[IPython-dev] Qt/Curses interfaces future: results of the weekend mini-sprint (or having fun with 0mq)
Brian Granger
ellisonbg at gmail.com
Tue Mar 23 18:05:23 EDT 2010
All,
As Fernando has summarized our work very well. I too am very excited
about this development. One thing that I don't think Fernando
mentioned is that stdout/stderr and Out (displayhook) are all handled
asynchronously AND broadcast to all users.
Thus, if you run the following
Py>>> for i in range(10):
... print i
... i**2
... time.sleep(1)
...
You get the result asynchronously:
0
Out : 0
Out : None
[then wait 1 second]
1
Out : 1
Out : None
[then wait 1 second]
2
Out : 4
Out : None
[then wait 1 second]
3
Out : 9
Out : None
[then wait 1 second]
4
Out : 16
Out : None
[then wait 1 second]
etc. If another user is connected to the kernel, They will also
receive these (along with the corresponding input) asynchronously. In
a terminal based frontend these things are a little bit difficult to
demonstrate, but in a nice GUI frontend, we could imagine a nice a
interface to represent these things.

▶ Written tasks:
1. Can you find each line in the records that contains the string "front" and copy it out?
2. Could you pick up the IPython mailing-list post after its final sentence and keep writing it?
The text above and the records that come next are unrelated material.

▶ Records to use:
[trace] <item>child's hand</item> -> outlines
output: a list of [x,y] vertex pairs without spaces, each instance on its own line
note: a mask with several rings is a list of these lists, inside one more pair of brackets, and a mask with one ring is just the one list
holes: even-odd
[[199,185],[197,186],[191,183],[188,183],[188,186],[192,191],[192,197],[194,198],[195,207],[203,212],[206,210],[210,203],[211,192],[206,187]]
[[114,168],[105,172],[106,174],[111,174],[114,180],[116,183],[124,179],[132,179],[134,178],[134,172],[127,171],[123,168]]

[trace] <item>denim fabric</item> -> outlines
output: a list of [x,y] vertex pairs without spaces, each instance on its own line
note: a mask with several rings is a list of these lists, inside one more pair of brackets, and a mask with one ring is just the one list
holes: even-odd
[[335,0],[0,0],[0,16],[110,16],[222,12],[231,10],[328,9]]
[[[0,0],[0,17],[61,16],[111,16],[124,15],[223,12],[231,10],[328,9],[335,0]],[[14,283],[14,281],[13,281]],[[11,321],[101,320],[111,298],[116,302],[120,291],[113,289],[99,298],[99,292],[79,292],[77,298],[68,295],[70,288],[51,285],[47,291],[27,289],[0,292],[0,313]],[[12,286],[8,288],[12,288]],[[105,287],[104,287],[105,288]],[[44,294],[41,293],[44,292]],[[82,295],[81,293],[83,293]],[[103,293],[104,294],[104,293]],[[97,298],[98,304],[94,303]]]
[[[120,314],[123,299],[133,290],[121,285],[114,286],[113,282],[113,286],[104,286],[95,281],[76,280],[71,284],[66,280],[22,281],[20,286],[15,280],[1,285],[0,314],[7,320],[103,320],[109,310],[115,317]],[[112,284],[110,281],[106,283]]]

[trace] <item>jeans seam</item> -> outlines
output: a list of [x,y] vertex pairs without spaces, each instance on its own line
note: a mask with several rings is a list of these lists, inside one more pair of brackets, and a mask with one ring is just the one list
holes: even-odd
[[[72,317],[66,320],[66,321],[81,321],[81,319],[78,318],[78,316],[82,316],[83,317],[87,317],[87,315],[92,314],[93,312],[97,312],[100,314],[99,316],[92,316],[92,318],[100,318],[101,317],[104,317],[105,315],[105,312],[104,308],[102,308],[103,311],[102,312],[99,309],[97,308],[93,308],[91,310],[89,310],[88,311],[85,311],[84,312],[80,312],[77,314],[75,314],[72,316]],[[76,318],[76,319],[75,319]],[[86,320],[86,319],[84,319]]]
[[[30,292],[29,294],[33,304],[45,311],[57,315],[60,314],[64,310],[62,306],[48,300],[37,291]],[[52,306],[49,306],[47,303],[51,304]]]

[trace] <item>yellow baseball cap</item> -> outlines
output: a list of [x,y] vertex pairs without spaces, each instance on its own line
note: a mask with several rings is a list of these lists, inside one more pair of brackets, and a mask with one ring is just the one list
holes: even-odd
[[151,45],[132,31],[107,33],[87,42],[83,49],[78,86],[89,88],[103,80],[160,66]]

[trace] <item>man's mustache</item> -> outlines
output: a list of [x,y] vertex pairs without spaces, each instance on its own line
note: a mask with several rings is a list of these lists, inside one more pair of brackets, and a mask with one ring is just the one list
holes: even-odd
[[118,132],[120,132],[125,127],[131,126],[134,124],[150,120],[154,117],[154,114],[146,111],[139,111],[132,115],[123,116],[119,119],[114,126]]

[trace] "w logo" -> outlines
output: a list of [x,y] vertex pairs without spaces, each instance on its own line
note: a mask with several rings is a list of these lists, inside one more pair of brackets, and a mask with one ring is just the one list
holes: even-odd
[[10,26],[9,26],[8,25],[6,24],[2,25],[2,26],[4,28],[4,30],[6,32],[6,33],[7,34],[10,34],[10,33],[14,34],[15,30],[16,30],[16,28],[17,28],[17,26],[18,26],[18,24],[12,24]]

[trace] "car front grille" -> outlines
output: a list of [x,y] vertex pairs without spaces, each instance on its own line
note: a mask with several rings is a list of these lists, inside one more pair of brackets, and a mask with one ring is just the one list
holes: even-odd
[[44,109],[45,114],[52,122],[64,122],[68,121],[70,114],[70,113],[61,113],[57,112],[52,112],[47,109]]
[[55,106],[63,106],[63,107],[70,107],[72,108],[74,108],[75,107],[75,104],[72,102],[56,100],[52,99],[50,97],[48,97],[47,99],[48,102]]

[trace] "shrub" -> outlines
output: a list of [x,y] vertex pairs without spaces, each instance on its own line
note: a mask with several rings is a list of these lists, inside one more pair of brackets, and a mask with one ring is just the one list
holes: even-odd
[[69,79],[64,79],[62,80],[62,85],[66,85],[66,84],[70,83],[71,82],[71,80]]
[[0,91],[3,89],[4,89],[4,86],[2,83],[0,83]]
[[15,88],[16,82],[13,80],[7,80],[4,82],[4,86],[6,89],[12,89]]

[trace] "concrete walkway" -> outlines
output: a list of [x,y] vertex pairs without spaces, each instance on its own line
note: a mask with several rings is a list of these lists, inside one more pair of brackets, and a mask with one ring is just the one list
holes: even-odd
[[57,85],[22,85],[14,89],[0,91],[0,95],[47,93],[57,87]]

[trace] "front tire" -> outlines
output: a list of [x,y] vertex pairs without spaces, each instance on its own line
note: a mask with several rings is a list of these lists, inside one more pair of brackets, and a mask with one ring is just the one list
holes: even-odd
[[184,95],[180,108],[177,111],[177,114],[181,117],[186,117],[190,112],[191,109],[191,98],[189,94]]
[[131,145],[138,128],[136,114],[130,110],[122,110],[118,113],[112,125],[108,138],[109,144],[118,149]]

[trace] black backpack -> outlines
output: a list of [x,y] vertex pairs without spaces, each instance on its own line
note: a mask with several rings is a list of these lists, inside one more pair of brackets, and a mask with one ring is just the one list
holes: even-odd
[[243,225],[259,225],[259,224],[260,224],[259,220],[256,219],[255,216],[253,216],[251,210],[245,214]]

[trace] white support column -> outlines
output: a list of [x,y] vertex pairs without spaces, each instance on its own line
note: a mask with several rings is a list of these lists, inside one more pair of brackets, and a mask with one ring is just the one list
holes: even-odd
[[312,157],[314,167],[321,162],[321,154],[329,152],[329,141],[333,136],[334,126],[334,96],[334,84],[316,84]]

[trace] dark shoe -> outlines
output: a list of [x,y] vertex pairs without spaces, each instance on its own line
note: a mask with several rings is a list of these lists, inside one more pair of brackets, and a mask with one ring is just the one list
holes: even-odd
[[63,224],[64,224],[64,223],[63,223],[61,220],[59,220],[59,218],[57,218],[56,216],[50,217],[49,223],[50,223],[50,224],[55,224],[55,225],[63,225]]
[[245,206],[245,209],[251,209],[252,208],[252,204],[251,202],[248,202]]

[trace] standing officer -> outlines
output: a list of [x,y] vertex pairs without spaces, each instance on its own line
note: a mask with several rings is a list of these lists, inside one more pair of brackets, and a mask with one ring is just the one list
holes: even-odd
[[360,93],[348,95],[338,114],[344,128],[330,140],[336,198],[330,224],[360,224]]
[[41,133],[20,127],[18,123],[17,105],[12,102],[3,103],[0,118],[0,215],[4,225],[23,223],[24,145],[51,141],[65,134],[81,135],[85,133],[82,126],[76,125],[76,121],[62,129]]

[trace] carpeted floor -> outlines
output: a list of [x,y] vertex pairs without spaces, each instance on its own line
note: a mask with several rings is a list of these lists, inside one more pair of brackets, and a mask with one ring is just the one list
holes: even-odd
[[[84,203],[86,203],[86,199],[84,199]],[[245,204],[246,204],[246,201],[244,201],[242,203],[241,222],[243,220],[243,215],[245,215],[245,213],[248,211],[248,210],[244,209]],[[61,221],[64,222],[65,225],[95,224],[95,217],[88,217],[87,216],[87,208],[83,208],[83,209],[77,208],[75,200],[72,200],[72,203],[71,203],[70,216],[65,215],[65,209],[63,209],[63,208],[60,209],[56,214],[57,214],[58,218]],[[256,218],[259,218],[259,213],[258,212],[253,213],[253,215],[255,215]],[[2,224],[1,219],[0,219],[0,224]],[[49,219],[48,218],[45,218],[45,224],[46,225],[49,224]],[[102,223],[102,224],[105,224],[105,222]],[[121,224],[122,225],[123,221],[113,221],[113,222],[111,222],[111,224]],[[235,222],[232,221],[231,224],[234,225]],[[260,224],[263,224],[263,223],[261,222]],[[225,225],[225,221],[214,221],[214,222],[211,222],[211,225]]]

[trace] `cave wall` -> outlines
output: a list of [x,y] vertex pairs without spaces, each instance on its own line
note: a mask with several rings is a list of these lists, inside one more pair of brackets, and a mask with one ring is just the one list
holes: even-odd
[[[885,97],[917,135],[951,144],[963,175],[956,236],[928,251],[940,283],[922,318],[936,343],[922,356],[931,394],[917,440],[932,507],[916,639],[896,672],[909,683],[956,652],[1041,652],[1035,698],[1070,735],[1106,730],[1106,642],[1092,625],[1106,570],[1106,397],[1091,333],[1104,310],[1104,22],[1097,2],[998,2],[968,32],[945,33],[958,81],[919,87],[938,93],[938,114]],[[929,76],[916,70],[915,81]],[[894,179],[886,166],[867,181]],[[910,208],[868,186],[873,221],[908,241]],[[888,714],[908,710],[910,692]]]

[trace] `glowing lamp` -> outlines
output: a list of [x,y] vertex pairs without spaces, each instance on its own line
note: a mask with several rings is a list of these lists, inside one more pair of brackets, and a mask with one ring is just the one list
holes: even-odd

▶ Per-task outputs:
1.
[trace] "car front grille" -> outlines
[trace] "front tire" -> outlines

2.
Cheers,
Brian
PS: Fernando, do you notice that time.sleep(1) (which returns None)
also triggers displayhook? That is a bit odd. Do we want to filter
out None from the displayhook?
On Tue, Mar 23, 2010 at 2:01 PM, Fernando Perez <fperez.net at gmail.com> wrote:
> Hi all,
>
> I realize that we have a significant task ahead in sorting some thorny
> issues out to get 0.11 ready for release, especially with respect to
> GUI handling. But the big refactor of 0.11 starts to give us a clean
> codebase on which new/better interfaces using ipython can be built,
> and for that several people want to contribute right away, so it's
> best that we build a path forward for those contributions, even if
> some of us still have to finish the 0.11 struggle.
>
> Wendell is looking into curses and Gerardo and Omar in Colombia are
> looking at Qt, and it would be fantastic to be able to get these
> developments moving forward soon. So Brian and I got together over
> the weekend and did a design/coding sprint that turned out to be
> surprisingly fun and productive. This is the summary of those
> results. I hope this thread can serve as a design brief we'll later
> formalize in the docs and which can be used to plan for a possible
> GSOC submission, for example (which the Qt guys have in mind).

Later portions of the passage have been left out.